[Start of Attachment]

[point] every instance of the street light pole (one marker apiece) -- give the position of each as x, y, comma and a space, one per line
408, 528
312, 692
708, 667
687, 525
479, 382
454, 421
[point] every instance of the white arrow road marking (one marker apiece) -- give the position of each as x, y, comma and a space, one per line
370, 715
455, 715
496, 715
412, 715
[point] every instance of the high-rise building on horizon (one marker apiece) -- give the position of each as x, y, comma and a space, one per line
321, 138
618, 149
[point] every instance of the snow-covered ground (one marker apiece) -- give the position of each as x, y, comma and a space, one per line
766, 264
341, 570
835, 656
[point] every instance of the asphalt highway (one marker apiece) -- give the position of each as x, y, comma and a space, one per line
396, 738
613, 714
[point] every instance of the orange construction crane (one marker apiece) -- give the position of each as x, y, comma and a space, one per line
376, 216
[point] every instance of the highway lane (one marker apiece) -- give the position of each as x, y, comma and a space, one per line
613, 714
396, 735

[End of Attachment]

Once more, write out all the data above exactly as given.

[point] every instance of the street light pole (one marker apiece) -- give the position of each as x, y, comma and a space, one per line
408, 528
312, 692
708, 667
687, 525
479, 382
454, 421
[point] every instance of the white arrow road marking (one marker apiece) -- give the position of each as x, y, comma and a space, one per line
370, 715
455, 715
496, 715
412, 715
[point] every instance of the high-rise building on horizon (one marker apiece) -- give the position of each as x, y, comma and a space, one per line
321, 138
618, 149
[point] every instance of the snow-covered ground (one marker apiece) -- give the position of each as x, y, comma and a space, one per line
766, 264
341, 570
835, 656
[point] every instance of the asphalt highway (one marker apiece) -- give the position of each as x, y, comma and a space, one per line
396, 738
613, 714
[point] every instance of the orange construction crane (one marker apiece) -- give the position of each as x, y, comma and a space, one per line
376, 216
[point] every instance of the highway lane (one marker apiece) -- give the position of each as x, y, comma and a space, one per line
613, 714
396, 735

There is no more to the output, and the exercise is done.